● **取り組む課題**:
[A] 本文について、次の問いに答えよ。
(i) 女性の生殖細胞である卵子は、どの染色体をもつものがつくられるか。
(ii) 23Yの染色体をもつ精子と卵子が受精すると、どの組み合わせになり、男女どちらになるか。
(iii) まだ自分自身の良いところに気づいていない人に、何をするよう勧めているか。
[B] 本文から、「人を評価するとき,確かに一つ」で始まり「なってもらいたいと思います。」で終わる部分をそのまま書き写せ。
[C] 本文によると、一つの断面で比べて人に優劣をつける評価はなぜ十分とはいえないのか。1〜3文で説明せよ。

● **対象の文章**:
□ □ □ □ □ □ □

男性の生殖細胞である精子は,23Xと23Yの染色体をもつ2種類がつくられ,女性の生殖細胞である卵子は23Xの染色体をもつものがつくられます。つまり精子は父親の遺伝子の半分をもっており,卵子は母親の遺伝子の半分をもっていることになります。そして,23Xの染色体をもつ精子と卵子が受精すれば46XXの組み合わせで女性となり,23Yの染色体をもつ精子と卵子が受精すれば46XYの組み合わせで男性になります。このように新しい命は父親と母親の遺伝子を半分ずつ受け継いでいます。

染色体

44個の常染色体と性染色体”X”または”Y”という入れ物に遺伝子DNAが分け入れられている

DNAは体の設計図

父親から、23個(22個+Y)、または23個(22個+X)

母親から、23個(22個+X)

命のつながり

みなさんは,「この部分はお父さんに似ている」,「ここはお母さんに似ている」とか,「性格がお父さんにそっくり」とか言われたことがあるでしょう。また兄弟姉妹がいる人は,「お兄さんにそっくりだね」,「姉妹そっくりよね」と言われたことがあるかもしれません。家族内では似ていることをよく強調されます。けれども,有性生殖の意義から言い換えると,お父さんやお母さんに似ているけれど,お父さんやお母さんとは絶対に違う体質,性質を持って生まれてきていることになります。兄弟姉妹間でも同じように違います。有性生殖でつながれた命は,それぞれが違うということです。みなさんの周りを見て下さい。背が高い人,低い人,色が白い人,黒い人,歌をうまく歌える人,絵を上手に描ける人,走って速い人,数学が得意な人,いろいろな人がいるはずです。

人を評価するとき,確かに一つの断面で比べれば優劣をつけることができます。しかし,それは,その人のほんの一部分に限定した評価です。何かを行うとき,スムーズにできる人もいれば,時間がかかる人もいます。あるものに対する価値観も違ってきます。身体的特徴も様々です。そのような差を見て,「ダサい」とか,「とろい」とか,「キモい」などの言葉で攻撃してはいませんか。もし,自分が引き継いでいる利点に気づいたならば,それを攻撃の道具に使うのではなくて,どうやったらまわりの人の為に生かすことができるのかを考えられるようになってもらいたいと思います。

また、まだ自分自身の良いところに気づいていない人は、いろいろなことに挑戦してみてください。きっと自分の特徴が見つかるはずです。

□ □ □ □ □ □ □

データセットの項目
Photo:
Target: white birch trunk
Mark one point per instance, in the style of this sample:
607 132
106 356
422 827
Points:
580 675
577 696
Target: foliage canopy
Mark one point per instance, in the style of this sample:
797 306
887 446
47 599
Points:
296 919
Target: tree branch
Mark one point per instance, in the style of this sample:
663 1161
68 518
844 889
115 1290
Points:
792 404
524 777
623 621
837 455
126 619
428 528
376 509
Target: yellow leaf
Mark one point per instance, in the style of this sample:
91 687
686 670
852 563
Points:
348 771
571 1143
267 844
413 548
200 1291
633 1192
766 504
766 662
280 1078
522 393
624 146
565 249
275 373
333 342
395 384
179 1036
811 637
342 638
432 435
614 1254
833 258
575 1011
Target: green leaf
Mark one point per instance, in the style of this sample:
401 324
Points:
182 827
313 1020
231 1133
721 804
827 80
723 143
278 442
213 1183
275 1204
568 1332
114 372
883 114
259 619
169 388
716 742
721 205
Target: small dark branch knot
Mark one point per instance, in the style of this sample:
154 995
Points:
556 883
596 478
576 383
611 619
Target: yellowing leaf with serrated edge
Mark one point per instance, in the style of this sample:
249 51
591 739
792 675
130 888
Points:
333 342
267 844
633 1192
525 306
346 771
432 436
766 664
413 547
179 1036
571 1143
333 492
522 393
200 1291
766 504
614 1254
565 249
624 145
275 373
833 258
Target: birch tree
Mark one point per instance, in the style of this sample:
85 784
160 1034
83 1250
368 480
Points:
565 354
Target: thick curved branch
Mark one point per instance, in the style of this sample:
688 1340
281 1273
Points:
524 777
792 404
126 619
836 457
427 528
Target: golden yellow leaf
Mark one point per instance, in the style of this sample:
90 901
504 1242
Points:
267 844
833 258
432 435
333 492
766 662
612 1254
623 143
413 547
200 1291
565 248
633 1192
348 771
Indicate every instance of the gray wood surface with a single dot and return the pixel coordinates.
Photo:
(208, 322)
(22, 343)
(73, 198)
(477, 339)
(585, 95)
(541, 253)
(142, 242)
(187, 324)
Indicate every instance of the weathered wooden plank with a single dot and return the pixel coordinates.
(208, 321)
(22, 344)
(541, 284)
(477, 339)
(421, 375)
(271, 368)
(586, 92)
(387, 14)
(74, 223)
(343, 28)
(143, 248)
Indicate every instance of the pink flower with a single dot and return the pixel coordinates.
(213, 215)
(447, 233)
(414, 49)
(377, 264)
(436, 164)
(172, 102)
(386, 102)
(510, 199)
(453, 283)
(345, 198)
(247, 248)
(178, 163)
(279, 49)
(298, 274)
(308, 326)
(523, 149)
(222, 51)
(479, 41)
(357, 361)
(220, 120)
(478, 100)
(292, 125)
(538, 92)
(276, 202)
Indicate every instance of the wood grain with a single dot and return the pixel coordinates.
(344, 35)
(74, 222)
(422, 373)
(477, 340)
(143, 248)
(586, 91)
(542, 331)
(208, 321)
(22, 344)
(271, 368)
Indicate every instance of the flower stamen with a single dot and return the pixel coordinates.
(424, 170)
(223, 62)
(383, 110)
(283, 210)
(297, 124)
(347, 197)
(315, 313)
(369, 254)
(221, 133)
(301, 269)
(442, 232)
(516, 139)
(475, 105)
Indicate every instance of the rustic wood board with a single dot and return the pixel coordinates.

□ □ □ □ □ □ □

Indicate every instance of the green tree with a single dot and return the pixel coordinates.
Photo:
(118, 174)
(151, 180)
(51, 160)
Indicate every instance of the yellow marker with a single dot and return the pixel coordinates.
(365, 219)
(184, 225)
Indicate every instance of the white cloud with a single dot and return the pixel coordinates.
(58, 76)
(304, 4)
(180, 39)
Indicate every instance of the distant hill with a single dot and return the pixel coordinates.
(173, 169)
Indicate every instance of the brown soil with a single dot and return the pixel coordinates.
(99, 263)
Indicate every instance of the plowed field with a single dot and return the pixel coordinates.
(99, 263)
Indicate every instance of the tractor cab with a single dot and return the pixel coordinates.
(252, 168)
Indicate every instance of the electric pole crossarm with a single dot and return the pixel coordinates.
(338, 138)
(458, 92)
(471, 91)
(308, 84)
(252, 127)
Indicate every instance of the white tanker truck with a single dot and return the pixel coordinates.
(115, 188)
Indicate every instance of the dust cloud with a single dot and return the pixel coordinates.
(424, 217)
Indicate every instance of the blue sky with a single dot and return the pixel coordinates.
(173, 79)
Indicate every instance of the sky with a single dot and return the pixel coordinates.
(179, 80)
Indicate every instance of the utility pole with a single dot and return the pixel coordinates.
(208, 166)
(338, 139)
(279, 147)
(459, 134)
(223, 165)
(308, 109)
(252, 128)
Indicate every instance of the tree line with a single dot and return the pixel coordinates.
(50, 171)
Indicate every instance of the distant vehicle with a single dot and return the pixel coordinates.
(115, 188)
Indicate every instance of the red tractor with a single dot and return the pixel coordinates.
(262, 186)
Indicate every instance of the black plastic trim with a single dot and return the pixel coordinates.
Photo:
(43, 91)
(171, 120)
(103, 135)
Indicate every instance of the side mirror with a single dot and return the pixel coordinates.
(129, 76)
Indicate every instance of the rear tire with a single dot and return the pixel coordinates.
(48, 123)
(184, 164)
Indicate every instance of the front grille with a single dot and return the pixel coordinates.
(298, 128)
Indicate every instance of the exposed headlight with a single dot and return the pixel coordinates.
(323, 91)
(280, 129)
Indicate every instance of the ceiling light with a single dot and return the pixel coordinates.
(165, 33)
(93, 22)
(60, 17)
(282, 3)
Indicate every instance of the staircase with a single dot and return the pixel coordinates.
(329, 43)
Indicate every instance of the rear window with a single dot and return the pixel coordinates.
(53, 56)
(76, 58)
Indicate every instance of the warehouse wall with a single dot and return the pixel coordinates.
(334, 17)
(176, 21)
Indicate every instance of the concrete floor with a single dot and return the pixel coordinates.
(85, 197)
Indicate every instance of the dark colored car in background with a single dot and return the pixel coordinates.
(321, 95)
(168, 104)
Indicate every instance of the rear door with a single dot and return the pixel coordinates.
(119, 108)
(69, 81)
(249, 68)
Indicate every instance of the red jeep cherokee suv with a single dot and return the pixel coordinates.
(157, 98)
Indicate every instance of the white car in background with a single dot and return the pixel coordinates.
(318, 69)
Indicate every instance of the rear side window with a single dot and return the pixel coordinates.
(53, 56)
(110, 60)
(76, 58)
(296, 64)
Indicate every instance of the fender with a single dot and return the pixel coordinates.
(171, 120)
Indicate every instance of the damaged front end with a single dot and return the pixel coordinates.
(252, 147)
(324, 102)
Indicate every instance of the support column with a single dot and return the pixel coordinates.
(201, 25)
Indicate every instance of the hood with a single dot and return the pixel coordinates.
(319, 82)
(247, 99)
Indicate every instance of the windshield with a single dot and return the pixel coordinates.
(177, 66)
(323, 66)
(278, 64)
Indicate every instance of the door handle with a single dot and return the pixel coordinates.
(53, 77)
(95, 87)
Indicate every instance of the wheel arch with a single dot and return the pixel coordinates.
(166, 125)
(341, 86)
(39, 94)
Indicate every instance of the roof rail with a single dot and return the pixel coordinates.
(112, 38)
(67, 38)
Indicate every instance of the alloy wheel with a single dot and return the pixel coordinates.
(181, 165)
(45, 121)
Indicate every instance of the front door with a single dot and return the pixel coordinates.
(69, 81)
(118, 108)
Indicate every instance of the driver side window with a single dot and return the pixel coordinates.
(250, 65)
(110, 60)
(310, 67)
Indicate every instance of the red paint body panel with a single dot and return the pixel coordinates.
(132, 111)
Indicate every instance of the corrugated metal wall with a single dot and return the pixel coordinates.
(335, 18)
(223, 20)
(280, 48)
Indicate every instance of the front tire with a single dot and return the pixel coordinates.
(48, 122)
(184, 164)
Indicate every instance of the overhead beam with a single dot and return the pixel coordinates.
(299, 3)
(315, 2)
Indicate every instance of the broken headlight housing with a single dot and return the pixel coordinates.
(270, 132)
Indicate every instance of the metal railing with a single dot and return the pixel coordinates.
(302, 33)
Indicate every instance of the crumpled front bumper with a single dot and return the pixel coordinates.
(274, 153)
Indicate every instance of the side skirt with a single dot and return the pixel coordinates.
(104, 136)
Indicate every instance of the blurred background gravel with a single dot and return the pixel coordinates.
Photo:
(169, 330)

□ □ □ □ □ □ □

● **解答**:
[A]
(i) 23Xの染色体をもつものである。
(ii) 46XYの組み合わせになり、男性になる。
(iii) いろいろなことに挑戦してみることである。

[B]
人を評価するとき,確かに一つの断面で比べれば優劣をつけることができます。しかし,それは,その人のほんの一部分に限定した評価です。何かを行うとき,スムーズにできる人もいれば,時間がかかる人もいます。あるものに対する価値観も違ってきます。身体的特徴も様々です。そのような差を見て,「ダサい」とか,「とろい」とか,「キモい」などの言葉で攻撃してはいませんか。もし,自分が引き継いでいる利点に気づいたならば,それを攻撃の道具に使うのではなくて,どうやったらまわりの人の為に生かすことができるのかを考えられるようになってもらいたいと思います。

[C] 一つの断面で比べれば優劣をつけることはできる。しかしそれは、その人のほんの一部分に限った評価にすぎないからである。